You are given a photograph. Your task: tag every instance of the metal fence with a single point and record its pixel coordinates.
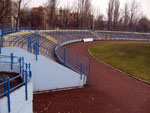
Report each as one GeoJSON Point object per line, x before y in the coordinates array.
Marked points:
{"type": "Point", "coordinates": [74, 60]}
{"type": "Point", "coordinates": [6, 87]}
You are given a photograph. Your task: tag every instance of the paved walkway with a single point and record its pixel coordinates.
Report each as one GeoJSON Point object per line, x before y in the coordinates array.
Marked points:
{"type": "Point", "coordinates": [110, 92]}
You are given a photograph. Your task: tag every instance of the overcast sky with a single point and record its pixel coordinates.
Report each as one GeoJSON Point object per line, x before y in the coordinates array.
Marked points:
{"type": "Point", "coordinates": [101, 5]}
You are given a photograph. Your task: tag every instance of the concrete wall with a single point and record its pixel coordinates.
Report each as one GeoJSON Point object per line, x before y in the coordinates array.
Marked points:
{"type": "Point", "coordinates": [18, 102]}
{"type": "Point", "coordinates": [47, 74]}
{"type": "Point", "coordinates": [5, 67]}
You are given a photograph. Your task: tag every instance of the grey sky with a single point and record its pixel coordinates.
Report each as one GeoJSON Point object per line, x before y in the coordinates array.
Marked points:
{"type": "Point", "coordinates": [98, 4]}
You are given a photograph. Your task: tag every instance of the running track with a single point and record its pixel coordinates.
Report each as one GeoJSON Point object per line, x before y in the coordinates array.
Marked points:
{"type": "Point", "coordinates": [110, 92]}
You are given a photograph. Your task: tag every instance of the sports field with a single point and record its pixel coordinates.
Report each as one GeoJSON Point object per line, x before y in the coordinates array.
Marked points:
{"type": "Point", "coordinates": [132, 58]}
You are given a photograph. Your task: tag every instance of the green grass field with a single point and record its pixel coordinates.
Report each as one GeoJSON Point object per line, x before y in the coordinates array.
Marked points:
{"type": "Point", "coordinates": [132, 58]}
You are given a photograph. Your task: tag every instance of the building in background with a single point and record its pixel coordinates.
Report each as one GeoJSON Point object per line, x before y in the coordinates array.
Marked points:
{"type": "Point", "coordinates": [10, 13]}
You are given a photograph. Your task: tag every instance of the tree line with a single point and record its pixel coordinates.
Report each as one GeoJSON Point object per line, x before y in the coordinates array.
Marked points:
{"type": "Point", "coordinates": [81, 15]}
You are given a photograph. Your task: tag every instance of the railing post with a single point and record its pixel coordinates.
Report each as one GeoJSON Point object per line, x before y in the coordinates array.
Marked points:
{"type": "Point", "coordinates": [64, 56]}
{"type": "Point", "coordinates": [30, 73]}
{"type": "Point", "coordinates": [11, 58]}
{"type": "Point", "coordinates": [20, 64]}
{"type": "Point", "coordinates": [4, 86]}
{"type": "Point", "coordinates": [29, 44]}
{"type": "Point", "coordinates": [89, 71]}
{"type": "Point", "coordinates": [81, 71]}
{"type": "Point", "coordinates": [26, 85]}
{"type": "Point", "coordinates": [77, 57]}
{"type": "Point", "coordinates": [8, 94]}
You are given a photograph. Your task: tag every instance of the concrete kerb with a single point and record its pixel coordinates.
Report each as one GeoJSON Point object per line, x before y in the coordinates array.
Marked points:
{"type": "Point", "coordinates": [118, 69]}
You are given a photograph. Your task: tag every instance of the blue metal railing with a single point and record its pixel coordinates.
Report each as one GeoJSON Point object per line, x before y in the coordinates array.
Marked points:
{"type": "Point", "coordinates": [25, 75]}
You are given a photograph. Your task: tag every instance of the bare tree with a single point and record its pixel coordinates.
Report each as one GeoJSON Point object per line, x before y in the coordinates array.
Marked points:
{"type": "Point", "coordinates": [125, 17]}
{"type": "Point", "coordinates": [133, 15]}
{"type": "Point", "coordinates": [18, 15]}
{"type": "Point", "coordinates": [144, 24]}
{"type": "Point", "coordinates": [51, 10]}
{"type": "Point", "coordinates": [116, 14]}
{"type": "Point", "coordinates": [99, 22]}
{"type": "Point", "coordinates": [110, 13]}
{"type": "Point", "coordinates": [84, 9]}
{"type": "Point", "coordinates": [4, 8]}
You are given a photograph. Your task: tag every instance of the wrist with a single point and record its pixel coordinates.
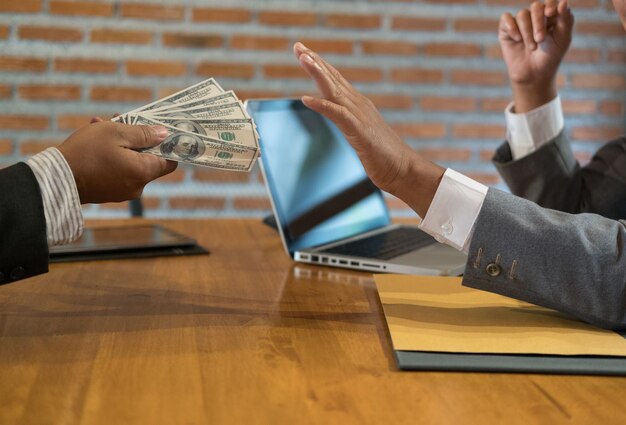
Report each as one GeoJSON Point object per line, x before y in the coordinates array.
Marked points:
{"type": "Point", "coordinates": [527, 97]}
{"type": "Point", "coordinates": [418, 183]}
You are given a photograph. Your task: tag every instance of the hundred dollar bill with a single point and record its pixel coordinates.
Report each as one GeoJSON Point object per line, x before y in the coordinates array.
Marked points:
{"type": "Point", "coordinates": [204, 89]}
{"type": "Point", "coordinates": [233, 110]}
{"type": "Point", "coordinates": [220, 99]}
{"type": "Point", "coordinates": [183, 145]}
{"type": "Point", "coordinates": [234, 131]}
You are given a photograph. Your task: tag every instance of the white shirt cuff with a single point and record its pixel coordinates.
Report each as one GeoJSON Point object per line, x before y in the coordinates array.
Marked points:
{"type": "Point", "coordinates": [527, 132]}
{"type": "Point", "coordinates": [452, 213]}
{"type": "Point", "coordinates": [64, 217]}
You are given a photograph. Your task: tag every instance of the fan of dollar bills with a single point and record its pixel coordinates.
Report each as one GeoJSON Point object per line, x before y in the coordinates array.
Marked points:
{"type": "Point", "coordinates": [207, 126]}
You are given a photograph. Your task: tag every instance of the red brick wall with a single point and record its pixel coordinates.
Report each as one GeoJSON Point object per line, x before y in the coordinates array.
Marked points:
{"type": "Point", "coordinates": [432, 67]}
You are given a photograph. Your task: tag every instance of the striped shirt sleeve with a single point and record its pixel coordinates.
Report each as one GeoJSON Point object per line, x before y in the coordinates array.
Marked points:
{"type": "Point", "coordinates": [64, 217]}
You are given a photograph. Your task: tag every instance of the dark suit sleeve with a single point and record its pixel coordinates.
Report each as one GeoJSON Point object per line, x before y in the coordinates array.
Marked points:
{"type": "Point", "coordinates": [23, 243]}
{"type": "Point", "coordinates": [552, 177]}
{"type": "Point", "coordinates": [574, 263]}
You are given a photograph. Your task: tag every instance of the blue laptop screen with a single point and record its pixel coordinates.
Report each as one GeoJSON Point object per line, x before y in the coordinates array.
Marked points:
{"type": "Point", "coordinates": [319, 187]}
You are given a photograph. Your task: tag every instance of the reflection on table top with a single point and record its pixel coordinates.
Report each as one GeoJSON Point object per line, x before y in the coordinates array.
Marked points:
{"type": "Point", "coordinates": [243, 335]}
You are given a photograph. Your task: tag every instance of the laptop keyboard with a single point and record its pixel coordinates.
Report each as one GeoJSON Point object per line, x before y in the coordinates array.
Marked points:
{"type": "Point", "coordinates": [386, 245]}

+ + + + + + +

Find the line that contains "the red brick". Repeat it and every line after it, exactly as written, up to and including the last line of the records above.

RESULT BELOW:
You are given a photograph. Your task: tag every instance of the red brick wall with a single point and record its pixel coordinates.
Report each as one GeoJSON Point object per line, x before y in the coordinates array.
Marked points:
{"type": "Point", "coordinates": [432, 67]}
You are given a photograph. Your task: tag every instance of the striped shirt sleeve with a single point and record its pixel coordinates.
Report each as one GeoJSON Point object per line, x before y in the coordinates array.
Marked points:
{"type": "Point", "coordinates": [64, 217]}
You are given a photograph. Your task: tag every instance of the dark suit sleeve with a single point and record its pixel coordinates.
Report each as one GeoJSON Point object per line, x before y in the coordinates array.
Marked points:
{"type": "Point", "coordinates": [23, 243]}
{"type": "Point", "coordinates": [552, 177]}
{"type": "Point", "coordinates": [574, 263]}
You are given a photograph. Your task: tag every instance of the blue laptop screen with a single point and record its pixel coordinates.
Report each as one GeoJSON Point object per line, x before y in the coordinates array.
Marked points:
{"type": "Point", "coordinates": [319, 187]}
You are given a photograph. Your task: tag every instance of the reflection on table top with a single point and record its pixel coordinates.
Report each as one GeoJSON Point object per line, x before y in the coordinates array.
Marked points:
{"type": "Point", "coordinates": [243, 335]}
You are given a photograph. Your task: tag every instance of the laptop keyboard with a single point and record its pixel coordinates.
Report each as one GeoJSON Point object per line, x before y in the coordinates array.
Marked points:
{"type": "Point", "coordinates": [386, 245]}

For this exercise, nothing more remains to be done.